Given information »
------------

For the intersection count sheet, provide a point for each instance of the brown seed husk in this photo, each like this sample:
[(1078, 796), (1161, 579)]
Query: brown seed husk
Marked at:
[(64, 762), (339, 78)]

------------

Problem to solve »
Copy out the material above line for line, with no changes.

Output for this exercise »
For the intersection count sheet, provide a point for each instance of the brown seed husk in this photo, each like this sample:
[(1078, 796), (1161, 579)]
Query: brown seed husk
Marked at:
[(64, 762), (339, 78)]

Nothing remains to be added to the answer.